### Data extracts
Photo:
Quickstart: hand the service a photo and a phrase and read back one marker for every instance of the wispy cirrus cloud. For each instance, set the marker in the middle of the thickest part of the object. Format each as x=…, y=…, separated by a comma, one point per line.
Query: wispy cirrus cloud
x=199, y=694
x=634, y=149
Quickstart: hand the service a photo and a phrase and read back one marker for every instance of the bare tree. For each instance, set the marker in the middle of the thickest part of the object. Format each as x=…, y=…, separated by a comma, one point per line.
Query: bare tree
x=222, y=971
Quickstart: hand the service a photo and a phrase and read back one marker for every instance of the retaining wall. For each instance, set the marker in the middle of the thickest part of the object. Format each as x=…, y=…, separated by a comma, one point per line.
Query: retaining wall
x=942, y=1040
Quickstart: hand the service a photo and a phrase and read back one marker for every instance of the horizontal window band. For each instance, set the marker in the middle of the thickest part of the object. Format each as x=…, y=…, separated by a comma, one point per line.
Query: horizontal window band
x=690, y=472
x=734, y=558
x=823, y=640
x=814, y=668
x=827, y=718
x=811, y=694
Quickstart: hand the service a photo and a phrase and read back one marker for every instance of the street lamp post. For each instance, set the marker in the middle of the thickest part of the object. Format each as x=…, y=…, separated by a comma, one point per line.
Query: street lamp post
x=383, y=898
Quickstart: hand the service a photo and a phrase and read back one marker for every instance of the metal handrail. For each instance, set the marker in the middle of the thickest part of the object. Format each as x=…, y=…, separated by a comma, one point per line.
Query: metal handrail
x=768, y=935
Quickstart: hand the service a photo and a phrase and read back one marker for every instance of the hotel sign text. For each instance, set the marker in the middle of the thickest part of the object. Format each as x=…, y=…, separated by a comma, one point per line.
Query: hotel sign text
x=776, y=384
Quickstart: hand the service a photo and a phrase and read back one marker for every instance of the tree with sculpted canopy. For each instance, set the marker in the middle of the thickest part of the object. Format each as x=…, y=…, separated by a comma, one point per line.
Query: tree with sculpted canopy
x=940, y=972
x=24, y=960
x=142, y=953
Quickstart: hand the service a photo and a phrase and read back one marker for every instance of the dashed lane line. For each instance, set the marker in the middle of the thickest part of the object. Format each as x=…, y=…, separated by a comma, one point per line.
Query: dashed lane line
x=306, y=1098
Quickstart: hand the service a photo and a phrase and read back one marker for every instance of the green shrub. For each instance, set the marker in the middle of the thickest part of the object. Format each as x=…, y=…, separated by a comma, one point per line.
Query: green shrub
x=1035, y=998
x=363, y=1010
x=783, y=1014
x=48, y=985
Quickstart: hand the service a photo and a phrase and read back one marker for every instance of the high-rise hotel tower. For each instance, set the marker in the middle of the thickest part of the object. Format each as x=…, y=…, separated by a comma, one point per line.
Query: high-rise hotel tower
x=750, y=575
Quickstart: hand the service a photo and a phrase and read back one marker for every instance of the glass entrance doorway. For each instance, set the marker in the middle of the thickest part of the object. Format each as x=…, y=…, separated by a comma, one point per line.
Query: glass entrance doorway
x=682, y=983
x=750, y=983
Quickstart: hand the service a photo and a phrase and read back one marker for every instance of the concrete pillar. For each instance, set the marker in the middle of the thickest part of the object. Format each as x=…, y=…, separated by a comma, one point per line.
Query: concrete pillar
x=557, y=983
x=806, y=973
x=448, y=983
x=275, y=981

### Task to carry out
Could you set down every record exactly as given?

### Solution to this problem
Photo:
Quickstart: hand the service a photo and a phrase and read back one marker for every instance of the wispy cirrus cloud. For each instance, set the marker in the middle of the thickest part of the object. Format each as x=…, y=…, separated by a comma, one point per line.
Query: wispy cirrus cloud
x=199, y=694
x=634, y=149
Quickstart: hand the service a photo and a phrase and read back one marker for every instance of the bare tree. For each instance, set the marker in the middle of the thickest part of the object. Format each as x=…, y=…, separated by a comma, one point per line.
Query: bare tree
x=222, y=971
Quickstart: hand the service a photo and a phrase and read back one marker for every instance of the retaining wall. For each instance, set the marker in the middle of the thickest part of the object. Format each as x=…, y=…, separated by a comma, one point per line.
Query: retaining wall
x=942, y=1040
Quickstart: hand the service a photo and a phrase and read back one marker for every instance of the horizontal window band. For each instance, set the marker in the middle of the thickest part of the object. Format each as x=…, y=…, separated by a comma, one point per line.
Query: horizontal window band
x=690, y=472
x=734, y=558
x=823, y=640
x=814, y=668
x=827, y=718
x=811, y=694
Quickstart: hand the service a photo and a phrase and read back one marker for every instance of the street lamp post. For each instance, set the marker in the middle of the thickest part of the object. Format each as x=…, y=…, separated by a comma, one point per line.
Query: street lamp post
x=383, y=898
Quickstart: hand the service a photo and a phrase and read back one marker for every instance of the metal handrail. For each instance, set the marker in the middle of the thickest part of the object. Format each as x=…, y=…, separated by a comma, one point per line.
Query: metal handrail
x=768, y=935
Quickstart: hand the service a photo and a phrase and read back one marker for every instance of the hotel sign text. For each instance, set the marker in the middle of the thickest part of the object. Format each as x=…, y=…, separated by a comma, one point per line.
Query: hotel sign text
x=776, y=384
Quickstart: hand the service a photo and a phrase and read back one marker for every instance of the tree with sculpted canopy. For each instance, set the marker in the middle of the thickest part of the object. Format each as x=…, y=…, separated by a comma, one point per line.
Query: tree with sculpted canopy
x=940, y=972
x=24, y=960
x=142, y=953
Quickstart: hand the service a photo and a phrase and read back one marker for every instance of the dashed lane line. For each instance, set the marker in the middle of the thickest part of the object. Format each as x=…, y=…, separated by a comma, one point per line.
Query: dashed lane line
x=306, y=1098
Quickstart: hand the service a photo and a phrase and read back one marker for every instance of the green shrub. For each instance, set the marker in the middle of the thickest part of the object. Format each as x=…, y=…, separated by a comma, one point per line.
Query: green shrub
x=1035, y=998
x=363, y=1010
x=783, y=1014
x=48, y=985
Quickstart: hand the service a photo and a phrase and read back one marker for every instance of the high-rise hotel tower. For each instance, set the marker in the middle of the thickest part of the object. Format each as x=…, y=…, separated by a comma, one point per line.
Query: high-rise hotel tower
x=750, y=575
Quickstart: hand the service a photo and a phrase and read back one marker for every instance of the glass entrance doorway. For each instance, set the marker in the middle of the thickest part of the object. Format each as x=…, y=…, separated by a comma, one point per line.
Query: glass entrance doorway
x=682, y=983
x=750, y=983
Quickstart: hand the service a photo and a phrase and read back one marker for every instance of the concrete pillar. For each instance, set the marker in the middle of the thickest part of the object. Format each as x=…, y=…, separated by a comma, one point per line.
Query: concrete pillar
x=557, y=983
x=806, y=973
x=448, y=983
x=275, y=981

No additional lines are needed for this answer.